> [WHAT IS ASKED]:
Add 99 to every bounding-box coordinate in the stretch from the line containing "In the screenshot above, highlight the wooden" through the line containing "[112,602,530,952]", and write out only those lines again with their requests included.

***** LISTED ENTRIES *****

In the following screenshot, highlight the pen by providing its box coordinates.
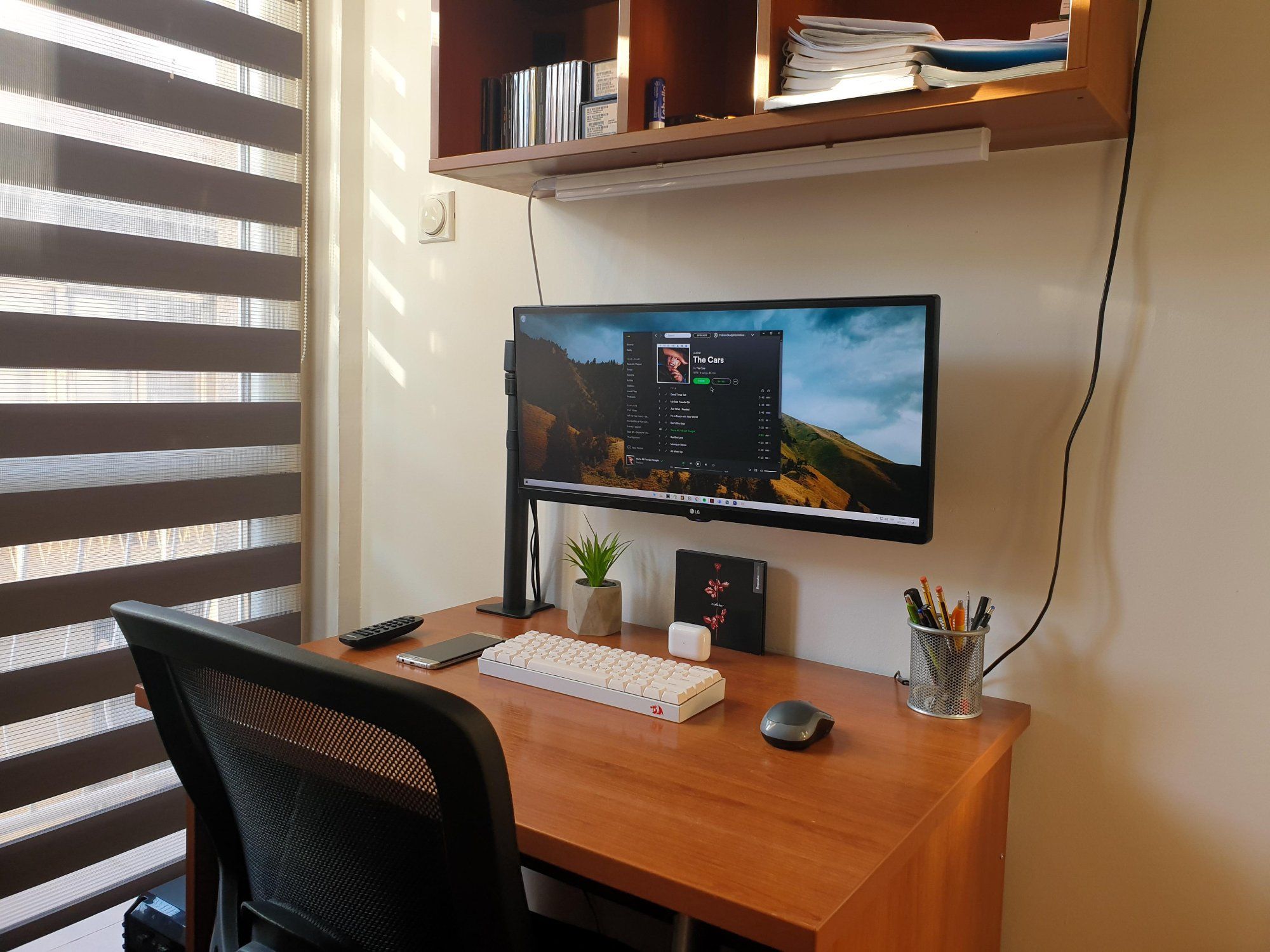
[904,592,922,625]
[918,575,935,614]
[935,585,952,631]
[972,595,988,628]
[904,589,922,609]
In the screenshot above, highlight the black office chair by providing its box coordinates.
[110,602,625,952]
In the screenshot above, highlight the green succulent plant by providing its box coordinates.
[564,519,631,589]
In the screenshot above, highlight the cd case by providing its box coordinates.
[674,548,767,655]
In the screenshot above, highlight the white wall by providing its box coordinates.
[316,0,1270,952]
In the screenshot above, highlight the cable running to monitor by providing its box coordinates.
[526,179,542,602]
[983,0,1152,677]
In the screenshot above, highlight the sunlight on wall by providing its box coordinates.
[366,261,405,317]
[366,331,405,387]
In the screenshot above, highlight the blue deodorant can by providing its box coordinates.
[645,76,665,129]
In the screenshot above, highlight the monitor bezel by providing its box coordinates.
[512,294,940,545]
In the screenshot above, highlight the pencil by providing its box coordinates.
[935,585,952,631]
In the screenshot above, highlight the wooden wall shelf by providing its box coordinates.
[428,0,1138,194]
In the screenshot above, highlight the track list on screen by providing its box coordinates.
[622,329,784,479]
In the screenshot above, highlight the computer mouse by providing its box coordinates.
[758,701,833,750]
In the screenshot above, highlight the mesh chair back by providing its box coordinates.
[112,602,530,952]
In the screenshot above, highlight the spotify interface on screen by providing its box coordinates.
[622,330,784,479]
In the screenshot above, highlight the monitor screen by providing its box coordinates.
[514,296,939,542]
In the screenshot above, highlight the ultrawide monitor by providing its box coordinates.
[514,296,940,542]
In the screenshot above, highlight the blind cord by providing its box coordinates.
[983,0,1152,678]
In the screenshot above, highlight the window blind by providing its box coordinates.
[0,0,307,949]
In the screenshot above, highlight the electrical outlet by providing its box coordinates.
[419,192,455,245]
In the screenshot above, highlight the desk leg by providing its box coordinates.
[818,753,1010,952]
[185,800,221,952]
[671,913,697,952]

*****

> [THE RESPONSE]:
In the screenshot above, highlight the wooden wall shelf by providing its box coordinates.
[527,99,1237,293]
In the screenshot above, highlight the track list on screen by providing its box coordinates.
[721,428,883,578]
In the screenshot above, highlight the computer mouse by providing its box coordinates.
[857,800,932,849]
In the screenshot above, highlight the mesh chair back by providing its box coordinates.
[211,701,629,1051]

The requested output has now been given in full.